## WORK TASK
Copy out, from the data below, each line in which the word "instance" occurs.

'''

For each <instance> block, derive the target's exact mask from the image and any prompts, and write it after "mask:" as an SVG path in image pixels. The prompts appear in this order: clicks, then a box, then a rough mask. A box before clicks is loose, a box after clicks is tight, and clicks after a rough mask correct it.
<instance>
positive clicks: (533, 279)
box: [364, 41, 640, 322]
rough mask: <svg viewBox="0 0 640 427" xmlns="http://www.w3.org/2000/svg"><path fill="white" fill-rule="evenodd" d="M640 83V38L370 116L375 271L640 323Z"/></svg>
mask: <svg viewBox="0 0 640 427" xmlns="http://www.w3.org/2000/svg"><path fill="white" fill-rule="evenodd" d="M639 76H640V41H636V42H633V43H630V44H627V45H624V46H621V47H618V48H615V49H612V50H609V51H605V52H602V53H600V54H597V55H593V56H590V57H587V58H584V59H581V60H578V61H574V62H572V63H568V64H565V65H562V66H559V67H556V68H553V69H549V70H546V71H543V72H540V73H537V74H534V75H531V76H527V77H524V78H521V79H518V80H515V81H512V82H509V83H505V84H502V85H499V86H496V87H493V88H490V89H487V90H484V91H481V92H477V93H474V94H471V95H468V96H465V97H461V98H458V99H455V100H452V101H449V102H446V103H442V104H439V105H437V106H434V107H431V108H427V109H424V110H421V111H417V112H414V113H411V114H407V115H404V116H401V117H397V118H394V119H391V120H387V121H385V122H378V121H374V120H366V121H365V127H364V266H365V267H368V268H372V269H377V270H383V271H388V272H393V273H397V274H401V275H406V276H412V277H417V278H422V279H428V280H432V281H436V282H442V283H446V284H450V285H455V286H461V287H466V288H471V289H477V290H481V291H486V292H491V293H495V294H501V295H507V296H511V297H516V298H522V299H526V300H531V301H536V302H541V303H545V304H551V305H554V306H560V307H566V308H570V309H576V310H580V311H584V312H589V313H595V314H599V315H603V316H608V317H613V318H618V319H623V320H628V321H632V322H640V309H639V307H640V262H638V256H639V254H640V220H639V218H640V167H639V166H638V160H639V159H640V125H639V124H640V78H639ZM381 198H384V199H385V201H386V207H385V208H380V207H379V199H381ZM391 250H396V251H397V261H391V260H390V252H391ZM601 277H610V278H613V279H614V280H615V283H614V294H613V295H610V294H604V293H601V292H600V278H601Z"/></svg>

'''

## OUTPUT OF THE EXERCISE
For each <instance> block, derive the target's exact mask from the image and any prompts, and write it after "mask:" as an SVG path in image pixels. The prompts appear in this order: clicks, then a box, then a rough mask. A box before clicks is loose, a box after clicks is tight, and clicks after a rough mask correct it.
<instance>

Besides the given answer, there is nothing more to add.